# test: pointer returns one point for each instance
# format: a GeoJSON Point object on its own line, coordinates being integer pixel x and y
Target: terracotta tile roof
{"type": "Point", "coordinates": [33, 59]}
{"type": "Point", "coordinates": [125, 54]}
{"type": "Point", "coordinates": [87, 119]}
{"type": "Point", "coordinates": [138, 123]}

WORK INSTRUCTIONS:
Return the material exactly as it stands.

SOLUTION FOR THIS TASK:
# test: pointer returns one point for each instance
# format: a GeoJSON Point object on its own line, coordinates being integer pixel x and y
Target: terracotta tile roof
{"type": "Point", "coordinates": [33, 59]}
{"type": "Point", "coordinates": [125, 54]}
{"type": "Point", "coordinates": [87, 119]}
{"type": "Point", "coordinates": [138, 123]}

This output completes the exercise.